» Work instruction:
Every line containing "chalet" should be copied out. Go through the entries and find them.

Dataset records
☆ ☆ ☆ ☆ ☆ ☆ ☆

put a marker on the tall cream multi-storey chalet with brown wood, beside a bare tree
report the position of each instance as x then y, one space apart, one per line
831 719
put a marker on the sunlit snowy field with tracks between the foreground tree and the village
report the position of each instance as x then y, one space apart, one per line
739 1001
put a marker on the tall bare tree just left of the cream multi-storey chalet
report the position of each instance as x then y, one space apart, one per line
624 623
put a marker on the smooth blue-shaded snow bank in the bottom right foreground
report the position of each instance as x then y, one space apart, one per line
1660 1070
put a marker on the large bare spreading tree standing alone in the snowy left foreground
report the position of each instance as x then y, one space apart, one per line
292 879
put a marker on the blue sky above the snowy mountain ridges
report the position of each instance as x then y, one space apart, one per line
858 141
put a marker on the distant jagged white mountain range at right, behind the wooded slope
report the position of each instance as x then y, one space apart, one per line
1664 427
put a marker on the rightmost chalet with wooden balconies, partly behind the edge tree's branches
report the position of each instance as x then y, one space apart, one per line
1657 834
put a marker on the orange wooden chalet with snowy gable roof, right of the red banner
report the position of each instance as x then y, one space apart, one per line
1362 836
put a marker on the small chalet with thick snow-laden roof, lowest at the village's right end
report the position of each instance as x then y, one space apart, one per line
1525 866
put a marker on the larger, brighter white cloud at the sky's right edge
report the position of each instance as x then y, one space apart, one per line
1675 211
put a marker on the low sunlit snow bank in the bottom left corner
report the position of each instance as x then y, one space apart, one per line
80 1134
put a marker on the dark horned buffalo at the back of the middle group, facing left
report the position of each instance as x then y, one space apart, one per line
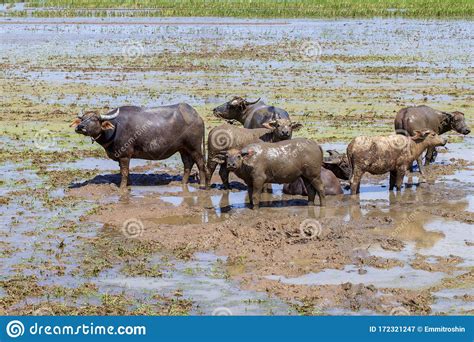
250 114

☆ ☆ ☆ ☆ ☆ ☆ ☆

» Task result:
put a marker on the tall cream multi-storey chalet with brown wood, beside a bare tree
put a marker on the tall bare tree just left of the cream multi-storey chalet
put a marker on the rightmost chalet with wooden balconies, partly behind the edge tree's branches
put a marker on the orange wooden chalet with snowy gable roof, right of the red banner
put a marker on the small chalet with thick snow-laden roof, lowest at the village's right end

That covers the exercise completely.